-------- SUPPLIED DATA

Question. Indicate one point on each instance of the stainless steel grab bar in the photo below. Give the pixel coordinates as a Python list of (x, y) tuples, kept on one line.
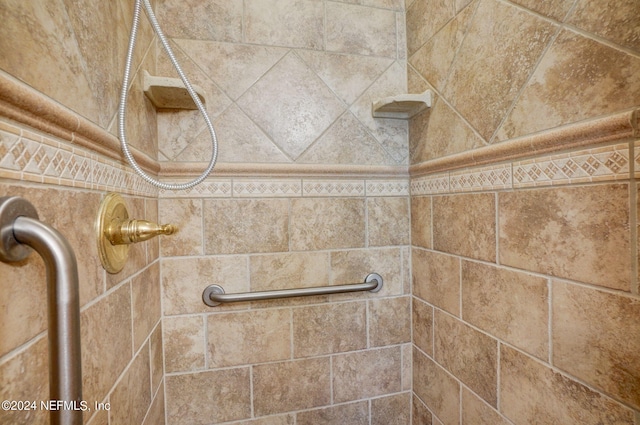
[(19, 229), (214, 295)]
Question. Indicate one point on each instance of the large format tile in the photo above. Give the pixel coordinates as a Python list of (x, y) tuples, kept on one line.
[(248, 337), (468, 354), (477, 86), (436, 279), (465, 225), (195, 399), (287, 386), (595, 339), (528, 388), (560, 93), (236, 226), (579, 233), (329, 329), (509, 305)]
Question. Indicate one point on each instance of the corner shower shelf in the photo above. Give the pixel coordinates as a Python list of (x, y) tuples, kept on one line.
[(402, 106), (169, 93)]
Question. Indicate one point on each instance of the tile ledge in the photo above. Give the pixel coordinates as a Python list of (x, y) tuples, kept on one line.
[(620, 127)]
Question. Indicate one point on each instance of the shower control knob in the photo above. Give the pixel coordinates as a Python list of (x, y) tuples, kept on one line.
[(132, 231)]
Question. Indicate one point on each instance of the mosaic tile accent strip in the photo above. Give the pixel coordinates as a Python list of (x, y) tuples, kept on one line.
[(267, 188), (333, 187), (430, 185), (387, 188), (478, 179), (30, 157), (585, 166)]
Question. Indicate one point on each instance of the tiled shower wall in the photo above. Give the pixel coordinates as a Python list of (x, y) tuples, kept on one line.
[(58, 48), (525, 289), (291, 85)]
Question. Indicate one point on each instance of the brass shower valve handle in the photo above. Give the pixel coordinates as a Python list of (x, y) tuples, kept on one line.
[(132, 231), (116, 232)]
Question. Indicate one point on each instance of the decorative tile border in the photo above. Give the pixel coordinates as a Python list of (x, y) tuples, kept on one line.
[(486, 178), (593, 165), (608, 163), (27, 156)]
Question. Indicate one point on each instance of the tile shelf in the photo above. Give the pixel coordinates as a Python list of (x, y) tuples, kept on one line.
[(402, 106), (169, 93)]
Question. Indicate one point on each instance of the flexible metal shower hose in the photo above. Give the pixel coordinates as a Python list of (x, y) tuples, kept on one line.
[(183, 77)]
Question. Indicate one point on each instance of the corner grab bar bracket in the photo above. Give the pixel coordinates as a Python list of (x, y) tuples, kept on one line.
[(214, 295)]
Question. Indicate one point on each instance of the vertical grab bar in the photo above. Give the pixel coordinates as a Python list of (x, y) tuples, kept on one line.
[(19, 228)]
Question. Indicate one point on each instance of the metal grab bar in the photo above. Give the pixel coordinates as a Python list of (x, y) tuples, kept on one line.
[(20, 229), (214, 295)]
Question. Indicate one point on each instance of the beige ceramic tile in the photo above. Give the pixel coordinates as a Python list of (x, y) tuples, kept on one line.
[(353, 414), (328, 329), (292, 105), (287, 386), (477, 87), (327, 224), (24, 377), (388, 221), (443, 132), (215, 20), (353, 267), (184, 280), (469, 355), (421, 221), (558, 93), (288, 419), (186, 214), (366, 374), (246, 226), (424, 19), (239, 140), (145, 295), (436, 388), (436, 279), (194, 399), (433, 60), (577, 232), (347, 75), (419, 412), (389, 321), (617, 21), (106, 342), (289, 270), (475, 411), (131, 397), (156, 358), (392, 410), (360, 30), (509, 305), (593, 339), (233, 67), (156, 411), (556, 9), (184, 343), (45, 54), (465, 225), (248, 337), (528, 387), (290, 23), (347, 141), (422, 326)]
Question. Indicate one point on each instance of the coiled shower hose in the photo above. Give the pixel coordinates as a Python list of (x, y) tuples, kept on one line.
[(183, 77)]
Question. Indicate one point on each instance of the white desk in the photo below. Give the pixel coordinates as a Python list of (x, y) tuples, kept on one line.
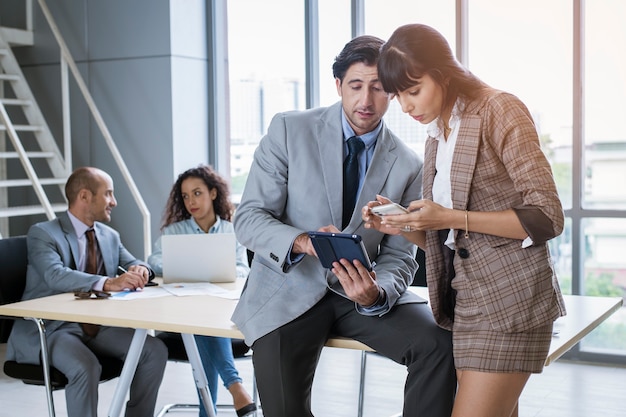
[(208, 315)]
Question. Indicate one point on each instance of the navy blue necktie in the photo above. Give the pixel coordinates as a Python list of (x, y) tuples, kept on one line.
[(351, 178)]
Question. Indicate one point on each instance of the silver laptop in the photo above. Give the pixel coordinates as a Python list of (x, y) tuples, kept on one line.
[(209, 257)]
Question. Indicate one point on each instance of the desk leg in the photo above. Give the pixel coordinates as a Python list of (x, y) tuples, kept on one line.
[(45, 363), (198, 373), (128, 371)]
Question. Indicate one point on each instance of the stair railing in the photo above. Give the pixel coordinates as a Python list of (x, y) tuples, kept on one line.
[(68, 62)]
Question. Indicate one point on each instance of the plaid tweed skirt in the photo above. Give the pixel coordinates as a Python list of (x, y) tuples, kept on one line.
[(478, 347)]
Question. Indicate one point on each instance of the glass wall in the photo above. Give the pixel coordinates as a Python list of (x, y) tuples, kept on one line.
[(266, 70), (557, 65)]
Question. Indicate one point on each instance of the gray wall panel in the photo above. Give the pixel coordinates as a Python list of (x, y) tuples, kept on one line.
[(128, 28)]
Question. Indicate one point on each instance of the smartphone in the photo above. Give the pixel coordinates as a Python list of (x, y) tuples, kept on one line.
[(391, 208)]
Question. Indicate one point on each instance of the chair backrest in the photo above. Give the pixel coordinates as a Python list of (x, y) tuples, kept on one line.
[(13, 264)]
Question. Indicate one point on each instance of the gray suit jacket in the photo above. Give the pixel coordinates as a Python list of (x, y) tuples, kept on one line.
[(52, 258), (294, 186)]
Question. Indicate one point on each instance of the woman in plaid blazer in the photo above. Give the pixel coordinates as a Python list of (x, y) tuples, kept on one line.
[(490, 206)]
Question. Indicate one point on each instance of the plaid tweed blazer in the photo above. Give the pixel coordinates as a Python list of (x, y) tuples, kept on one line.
[(497, 165)]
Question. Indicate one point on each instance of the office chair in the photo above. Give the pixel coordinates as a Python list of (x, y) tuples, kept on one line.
[(13, 264), (177, 353), (419, 280)]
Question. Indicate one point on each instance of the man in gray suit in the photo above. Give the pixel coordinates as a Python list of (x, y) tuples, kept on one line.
[(57, 257), (291, 304)]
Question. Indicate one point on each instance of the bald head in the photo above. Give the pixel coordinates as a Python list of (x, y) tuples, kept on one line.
[(85, 178)]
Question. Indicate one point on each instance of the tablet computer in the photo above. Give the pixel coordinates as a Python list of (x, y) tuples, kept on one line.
[(331, 247)]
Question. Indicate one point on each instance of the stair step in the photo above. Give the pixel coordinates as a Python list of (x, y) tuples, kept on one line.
[(23, 128), (15, 102), (9, 77), (31, 155), (29, 210), (25, 182)]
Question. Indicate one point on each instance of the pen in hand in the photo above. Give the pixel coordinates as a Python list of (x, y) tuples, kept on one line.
[(121, 271)]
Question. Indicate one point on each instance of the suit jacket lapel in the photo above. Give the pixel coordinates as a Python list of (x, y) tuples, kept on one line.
[(464, 160), (330, 144)]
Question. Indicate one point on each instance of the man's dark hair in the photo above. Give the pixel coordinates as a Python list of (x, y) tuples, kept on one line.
[(360, 49)]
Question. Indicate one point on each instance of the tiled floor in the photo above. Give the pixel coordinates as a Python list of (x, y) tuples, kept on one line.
[(563, 390)]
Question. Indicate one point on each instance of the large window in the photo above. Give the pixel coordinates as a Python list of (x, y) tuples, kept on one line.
[(266, 70), (570, 73)]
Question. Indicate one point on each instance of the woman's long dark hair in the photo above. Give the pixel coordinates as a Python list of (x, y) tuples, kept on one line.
[(414, 50), (175, 210)]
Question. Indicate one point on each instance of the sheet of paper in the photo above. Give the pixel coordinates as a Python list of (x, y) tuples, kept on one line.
[(201, 288)]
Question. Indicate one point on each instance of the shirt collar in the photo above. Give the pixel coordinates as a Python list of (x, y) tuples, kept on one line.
[(212, 229), (369, 138), (435, 128)]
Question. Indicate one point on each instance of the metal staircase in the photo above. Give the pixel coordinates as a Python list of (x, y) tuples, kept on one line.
[(29, 154), (26, 144)]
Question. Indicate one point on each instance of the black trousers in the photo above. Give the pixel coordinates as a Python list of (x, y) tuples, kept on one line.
[(285, 359)]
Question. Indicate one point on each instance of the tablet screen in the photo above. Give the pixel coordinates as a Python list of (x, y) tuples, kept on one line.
[(331, 247)]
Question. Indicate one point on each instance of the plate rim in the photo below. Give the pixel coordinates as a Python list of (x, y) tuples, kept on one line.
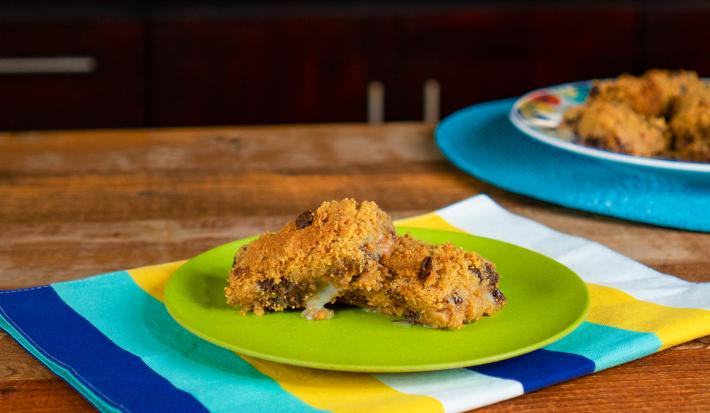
[(389, 369), (664, 164)]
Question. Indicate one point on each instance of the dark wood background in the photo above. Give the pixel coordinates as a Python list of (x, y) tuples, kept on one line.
[(171, 64)]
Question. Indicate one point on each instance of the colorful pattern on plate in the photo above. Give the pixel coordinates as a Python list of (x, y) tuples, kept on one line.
[(543, 109), (538, 114)]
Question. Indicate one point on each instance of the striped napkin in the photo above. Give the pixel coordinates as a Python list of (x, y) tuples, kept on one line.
[(111, 338)]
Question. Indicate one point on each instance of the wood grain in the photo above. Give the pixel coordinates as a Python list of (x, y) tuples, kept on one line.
[(78, 203)]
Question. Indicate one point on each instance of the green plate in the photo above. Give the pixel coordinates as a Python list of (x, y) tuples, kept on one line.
[(546, 301)]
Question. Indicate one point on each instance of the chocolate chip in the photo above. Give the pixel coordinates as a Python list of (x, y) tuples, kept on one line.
[(476, 271), (491, 273), (411, 316), (425, 268), (305, 219)]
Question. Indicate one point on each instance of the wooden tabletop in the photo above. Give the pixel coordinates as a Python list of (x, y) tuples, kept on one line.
[(73, 204)]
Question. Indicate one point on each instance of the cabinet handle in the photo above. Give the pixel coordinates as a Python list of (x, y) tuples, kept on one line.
[(375, 102), (432, 100), (56, 65)]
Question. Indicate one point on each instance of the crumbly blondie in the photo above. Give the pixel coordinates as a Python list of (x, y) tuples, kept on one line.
[(441, 286), (348, 252), (617, 128), (311, 260), (652, 94), (691, 127)]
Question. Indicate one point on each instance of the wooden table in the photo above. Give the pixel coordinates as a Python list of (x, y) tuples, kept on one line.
[(74, 204)]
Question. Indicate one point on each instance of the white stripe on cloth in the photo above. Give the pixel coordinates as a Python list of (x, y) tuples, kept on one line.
[(458, 390), (594, 262)]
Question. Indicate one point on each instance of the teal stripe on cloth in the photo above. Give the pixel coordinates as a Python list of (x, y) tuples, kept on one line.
[(60, 370), (607, 346), (140, 324)]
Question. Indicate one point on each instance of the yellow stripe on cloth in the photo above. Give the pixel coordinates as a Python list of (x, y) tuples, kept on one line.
[(329, 390), (429, 221), (343, 392), (152, 279), (672, 325)]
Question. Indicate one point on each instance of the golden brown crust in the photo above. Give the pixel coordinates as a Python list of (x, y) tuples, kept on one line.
[(339, 241), (617, 128), (691, 127), (660, 113), (348, 252), (441, 286)]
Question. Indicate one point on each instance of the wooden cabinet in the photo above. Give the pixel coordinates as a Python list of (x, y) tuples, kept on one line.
[(231, 66), (678, 39), (261, 71), (106, 89)]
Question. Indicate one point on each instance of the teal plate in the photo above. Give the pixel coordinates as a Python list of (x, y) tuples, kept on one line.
[(546, 301)]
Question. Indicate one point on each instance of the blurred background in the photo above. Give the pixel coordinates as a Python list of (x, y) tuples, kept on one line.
[(118, 64)]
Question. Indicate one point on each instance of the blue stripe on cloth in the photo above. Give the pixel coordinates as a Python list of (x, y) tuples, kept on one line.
[(139, 323), (119, 378), (538, 369), (607, 346)]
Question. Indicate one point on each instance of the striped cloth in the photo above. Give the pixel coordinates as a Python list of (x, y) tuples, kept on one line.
[(111, 338)]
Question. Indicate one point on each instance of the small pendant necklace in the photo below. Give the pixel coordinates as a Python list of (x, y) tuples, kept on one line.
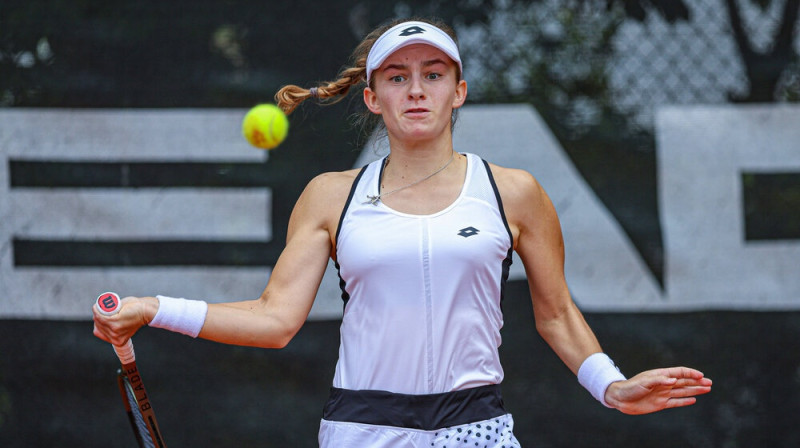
[(373, 199)]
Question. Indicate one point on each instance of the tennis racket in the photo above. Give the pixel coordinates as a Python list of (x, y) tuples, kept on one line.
[(134, 395)]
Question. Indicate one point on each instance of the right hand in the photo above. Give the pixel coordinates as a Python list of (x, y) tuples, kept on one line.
[(134, 313)]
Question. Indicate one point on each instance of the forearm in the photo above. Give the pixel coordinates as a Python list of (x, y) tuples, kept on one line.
[(247, 323), (568, 334)]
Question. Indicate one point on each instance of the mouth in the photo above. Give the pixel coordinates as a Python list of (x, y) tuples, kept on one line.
[(416, 111)]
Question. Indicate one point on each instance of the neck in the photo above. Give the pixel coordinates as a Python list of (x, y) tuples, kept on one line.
[(419, 155)]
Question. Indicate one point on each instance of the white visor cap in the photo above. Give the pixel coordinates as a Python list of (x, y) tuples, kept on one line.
[(409, 33)]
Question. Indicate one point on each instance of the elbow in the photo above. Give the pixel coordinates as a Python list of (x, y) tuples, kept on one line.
[(282, 336)]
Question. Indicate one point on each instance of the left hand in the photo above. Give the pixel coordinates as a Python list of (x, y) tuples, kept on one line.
[(658, 389)]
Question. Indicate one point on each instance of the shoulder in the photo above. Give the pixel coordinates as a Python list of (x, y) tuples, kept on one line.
[(525, 202), (516, 186), (332, 183), (325, 195)]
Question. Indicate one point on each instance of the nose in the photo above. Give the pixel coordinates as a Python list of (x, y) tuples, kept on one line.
[(416, 90)]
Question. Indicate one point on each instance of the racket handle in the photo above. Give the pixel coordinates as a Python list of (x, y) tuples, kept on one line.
[(108, 304)]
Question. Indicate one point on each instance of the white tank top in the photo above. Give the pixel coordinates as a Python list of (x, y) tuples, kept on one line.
[(422, 293)]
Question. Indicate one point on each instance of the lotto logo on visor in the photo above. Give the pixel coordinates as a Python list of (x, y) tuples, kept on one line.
[(409, 33)]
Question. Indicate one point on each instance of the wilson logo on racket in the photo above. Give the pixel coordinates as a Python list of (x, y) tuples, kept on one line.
[(108, 302)]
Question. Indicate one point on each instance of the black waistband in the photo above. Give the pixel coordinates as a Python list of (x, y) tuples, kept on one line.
[(425, 412)]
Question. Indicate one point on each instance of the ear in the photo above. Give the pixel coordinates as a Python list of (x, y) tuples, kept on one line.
[(461, 94), (371, 101)]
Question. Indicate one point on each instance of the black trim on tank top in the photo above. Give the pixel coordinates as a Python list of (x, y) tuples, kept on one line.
[(425, 412), (509, 256), (342, 283)]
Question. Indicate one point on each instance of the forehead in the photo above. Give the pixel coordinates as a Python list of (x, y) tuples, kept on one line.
[(416, 52)]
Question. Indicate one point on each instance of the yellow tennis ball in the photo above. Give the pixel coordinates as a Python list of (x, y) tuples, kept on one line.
[(265, 126)]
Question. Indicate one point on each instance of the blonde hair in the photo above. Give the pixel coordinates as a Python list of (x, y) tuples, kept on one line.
[(290, 96)]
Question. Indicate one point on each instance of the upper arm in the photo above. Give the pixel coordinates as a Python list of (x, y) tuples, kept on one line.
[(537, 238), (539, 243), (296, 276)]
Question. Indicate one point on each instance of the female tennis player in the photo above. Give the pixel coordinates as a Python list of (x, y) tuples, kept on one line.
[(423, 241)]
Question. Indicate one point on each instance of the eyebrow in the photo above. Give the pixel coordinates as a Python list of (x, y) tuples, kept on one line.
[(424, 64)]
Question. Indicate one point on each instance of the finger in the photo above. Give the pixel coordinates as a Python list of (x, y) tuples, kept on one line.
[(691, 382), (689, 391), (683, 372), (680, 402)]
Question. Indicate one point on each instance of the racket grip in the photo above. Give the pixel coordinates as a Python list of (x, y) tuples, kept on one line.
[(125, 352), (108, 304)]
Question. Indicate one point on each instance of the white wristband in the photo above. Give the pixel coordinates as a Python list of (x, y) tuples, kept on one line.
[(596, 373), (180, 315)]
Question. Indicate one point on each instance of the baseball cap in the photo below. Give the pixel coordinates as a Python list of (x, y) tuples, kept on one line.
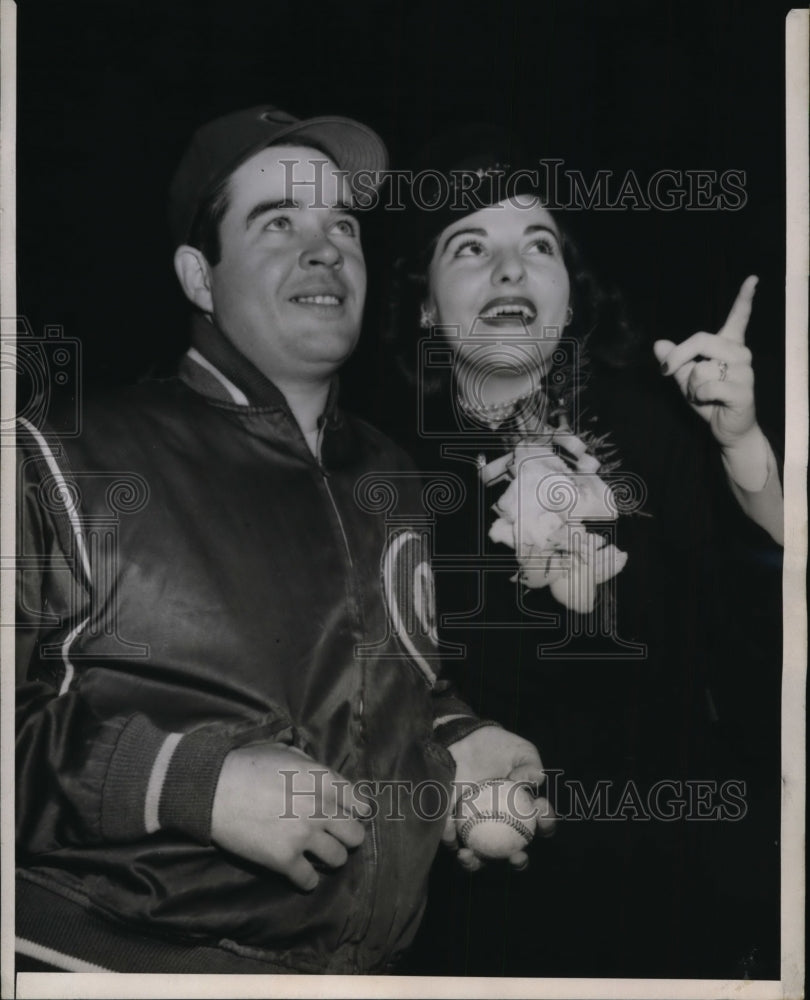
[(220, 146)]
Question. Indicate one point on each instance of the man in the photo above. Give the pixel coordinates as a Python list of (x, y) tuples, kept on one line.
[(217, 685)]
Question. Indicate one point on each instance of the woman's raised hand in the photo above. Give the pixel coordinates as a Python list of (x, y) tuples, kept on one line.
[(714, 372)]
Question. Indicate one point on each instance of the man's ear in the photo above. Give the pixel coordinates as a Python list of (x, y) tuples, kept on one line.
[(194, 275)]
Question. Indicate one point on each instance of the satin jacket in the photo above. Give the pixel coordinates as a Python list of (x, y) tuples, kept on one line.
[(191, 579)]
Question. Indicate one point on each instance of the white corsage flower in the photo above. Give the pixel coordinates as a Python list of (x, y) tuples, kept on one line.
[(541, 516)]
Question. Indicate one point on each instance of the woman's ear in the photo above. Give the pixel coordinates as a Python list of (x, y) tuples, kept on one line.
[(427, 316), (194, 274)]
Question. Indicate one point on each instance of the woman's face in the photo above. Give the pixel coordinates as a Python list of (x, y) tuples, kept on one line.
[(497, 277)]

----------------

In the listing, change "dark hair" to "short hair" in the stretch from the line containing "Question. Indicate one point on each instance of the man's dark" through the line containing "[(360, 49)]", and return only those lines with everything else left as it is.

• [EXERCISE OUTPUT]
Question. Indicate one point on each instance of the man's short hair in the photo above. Give the pixel coordinates as a Python list of (x, y) tuples, kept on one line.
[(360, 49)]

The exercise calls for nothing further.